Direction a: Copy out the entries that follow the interview, starting at the line with "target | brown poop emoji cake" and continuing through the last line of the entries. Include both ends and nothing else.

Friday, 27 May 2011

Saatchi Magazine Interview: Phoebe Unwin

(Originally published in Saatchi Online Magazine)

Phoebe Unwin is an artist who revels in the use of paint, in all its tones, textures and applications. Her paintings take as their subjects the everyday familiar (bananas, a key, a man holding flowers) which she chooses to depict from recollection and imagination rather than observation from life or photographs. Then what happens when she hits the canvas is the conjuring of a world of expressive colour and mark marking, a remembered reality swathed in magical colour combinations, shapes, patterns and textures that render the world we know afresh. Such is the appeal of her work that Unwin has recently featured in both the Saatchi Gallery’s Newspeak and the Hayward Gallery’s British Art Show as well as staging a solo exhibition at Wilkinson Gallery. In July Unwin hosts a talk at Core Gallery in Deptford, but in the meantime she took some time out to talk about her practice and the process behind her continually evolving, highly regarded body of work.

You have some sketchbooks here, how do you use them?
PU: They’re somewhere where I start to work out particular combinations of form, colour, mark. Some of the images are completely abstract, although they never are completely abstract in my paintings. Then some of them are much more recognizable images. They all live together here. There might be an element of say a page of an idea that I then develop into a painting, and that might be a week later or two years later. The basis of the work is a combined approach in a way, it’s very intuitive at the beginning and then the formal qualities, especially in the process of making the painting become very important. 

It’s a reference tool, storage for your ideas.
PU: Yes, it’s very much a reference tool in that it’s somewhere to refer to that feels really close to first instinct. But it’s a longer process until it becomes a painting, there are other things that come into play, because the paintings for instance are all different scales, whereas these books are always the same size.

Another thing about working in the books is that I use a lot of different papers and a lot of different materials and those elements also get translated into the paintings in the sense that I use many different types of materials, I’m not working just with oil or acrylic, there’s a whole range. One of the main reasons for this is really the qualities of colour, because I feel that a colour in a particular paint will be different in another paint, the difference between a spray-paint mark and the colour and maybe the opaqueness of that colour in spray-paint is different to oil paint.

 It varies even between brands
PU: Exactly. So whether it’s matt or it’s shiny, or it’s got an industrial mark to it like a spray-paint, or something softer in oil, that’s the reason for using a range of materials.

Do you refer back to your sketchbook once you have a concept for a painting, or are you inspired by a part of one of the sketches that leads to a concept? 
It’s a combination.

It’s a bit of a chicken and egg question.
It is! It’s good in a way that I think it’s really true, I don’t think anyone’s really asked me if I get the concept and then look back in the books, but actually that’s true, I do do that. But then equally I might have an idea for a painting from something I’ve done in the book. But yes there is definitely, they are a reference in terms of working backwards in a way.
You don’t work from photographs of observation do you? So are these ideas generated from memory?
Yes, just about. When I’m working from memory it’s not really about personal experience, it’s about the essence of an object, the physicality of it, or maybe the temperature of it, or the space around it. 

How do you start to generate this idea of an essence in a sketchbook?
It’s based on the feeling of something rather than the appearance of it. Actually when I begin the work I’m beginning with a colour or a pattern or something, I’ll put different bits of coloured paper throughout the sketchbook. That’s how in a way the paint and the colours it makes and the image are all really interrelated. I’m not really thinking of an image and how I paint it, I’m thinking more of a concept and that concept might be about a particular green and the subject and somehow that green is that subject and the two are really close in my mind.

Direction b: According to the Phoebe Unwin interview, where is she hosting a talk in July?

Dataset records:
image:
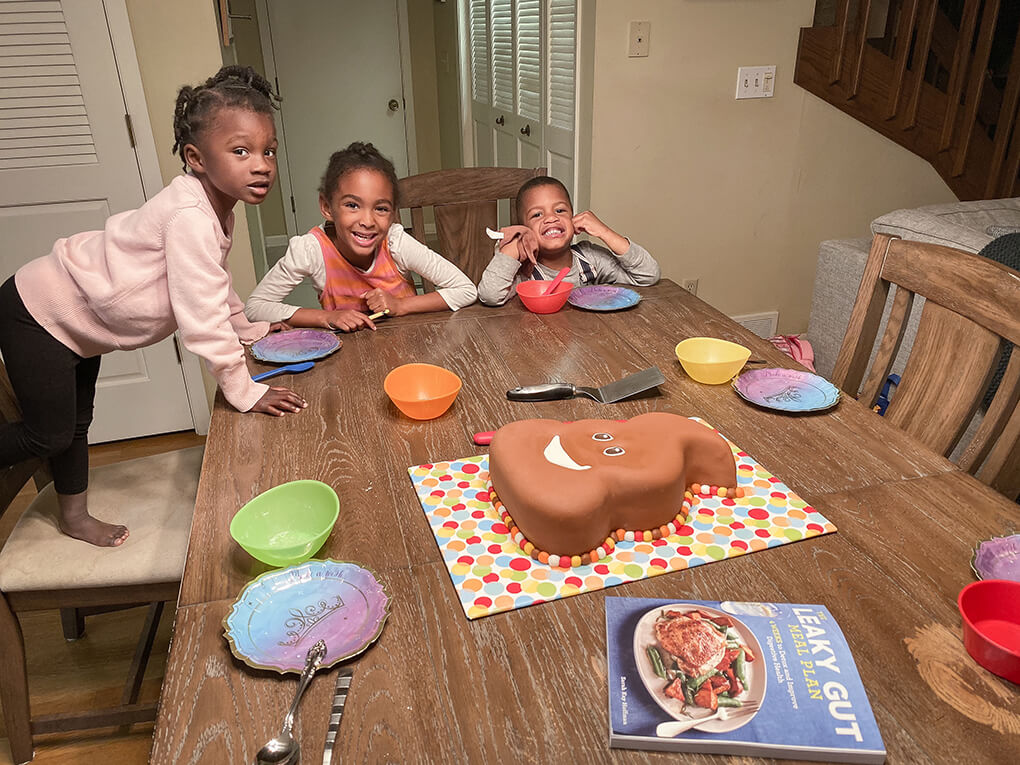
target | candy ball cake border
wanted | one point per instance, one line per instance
(620, 534)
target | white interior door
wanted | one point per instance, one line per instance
(338, 66)
(66, 163)
(522, 58)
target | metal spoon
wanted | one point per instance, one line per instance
(284, 748)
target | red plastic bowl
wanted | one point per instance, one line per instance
(530, 294)
(990, 610)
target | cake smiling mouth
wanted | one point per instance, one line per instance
(555, 453)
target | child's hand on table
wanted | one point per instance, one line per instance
(347, 320)
(519, 242)
(279, 401)
(380, 301)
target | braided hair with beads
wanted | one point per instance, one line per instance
(239, 87)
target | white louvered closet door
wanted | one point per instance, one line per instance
(522, 57)
(66, 163)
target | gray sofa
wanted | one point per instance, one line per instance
(966, 225)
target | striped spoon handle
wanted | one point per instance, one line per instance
(339, 699)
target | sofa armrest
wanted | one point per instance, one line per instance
(961, 224)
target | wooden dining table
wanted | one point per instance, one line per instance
(530, 684)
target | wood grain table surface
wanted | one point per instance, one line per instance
(529, 685)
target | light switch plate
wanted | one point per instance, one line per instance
(755, 82)
(638, 43)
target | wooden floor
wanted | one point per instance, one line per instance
(65, 676)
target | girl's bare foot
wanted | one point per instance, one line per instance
(75, 521)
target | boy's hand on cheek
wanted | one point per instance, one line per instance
(519, 242)
(588, 222)
(379, 300)
(347, 320)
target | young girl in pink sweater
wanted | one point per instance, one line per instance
(150, 271)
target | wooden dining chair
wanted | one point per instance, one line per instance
(971, 314)
(464, 202)
(43, 569)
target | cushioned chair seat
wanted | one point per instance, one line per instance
(154, 497)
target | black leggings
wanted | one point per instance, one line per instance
(55, 389)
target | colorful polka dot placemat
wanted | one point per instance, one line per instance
(492, 573)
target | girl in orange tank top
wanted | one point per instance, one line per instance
(358, 200)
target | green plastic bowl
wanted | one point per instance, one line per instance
(287, 524)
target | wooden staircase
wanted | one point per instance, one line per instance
(940, 78)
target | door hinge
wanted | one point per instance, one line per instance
(131, 130)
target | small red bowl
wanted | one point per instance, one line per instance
(530, 294)
(990, 611)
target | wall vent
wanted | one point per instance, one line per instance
(762, 324)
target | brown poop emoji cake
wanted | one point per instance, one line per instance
(568, 491)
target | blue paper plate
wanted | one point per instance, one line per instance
(786, 390)
(603, 298)
(281, 614)
(296, 345)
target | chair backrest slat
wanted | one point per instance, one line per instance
(464, 202)
(971, 313)
(946, 377)
(975, 287)
(888, 347)
(991, 427)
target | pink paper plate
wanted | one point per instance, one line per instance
(998, 558)
(296, 345)
(786, 390)
(281, 614)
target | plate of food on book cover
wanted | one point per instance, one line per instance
(291, 346)
(603, 298)
(695, 659)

Exercise output a:
target | brown poop emoji cake
wanted | one point per instance, one line per instance
(568, 491)
target | blue paper plate
wanted | one point per instance, one line per instance
(786, 390)
(603, 298)
(281, 614)
(296, 345)
target | chair backrest slat
wanted | one point per instance, one line per instance
(464, 202)
(971, 313)
(946, 377)
(975, 287)
(888, 347)
(991, 427)
target | pink paper plate
wanted | one point per instance, one line per instance
(998, 558)
(296, 345)
(786, 390)
(281, 614)
target | plate of food on book cover
wanted | one point per instance, one line per instance
(291, 346)
(603, 298)
(695, 659)

Exercise output b: Core Gallery in Deptford.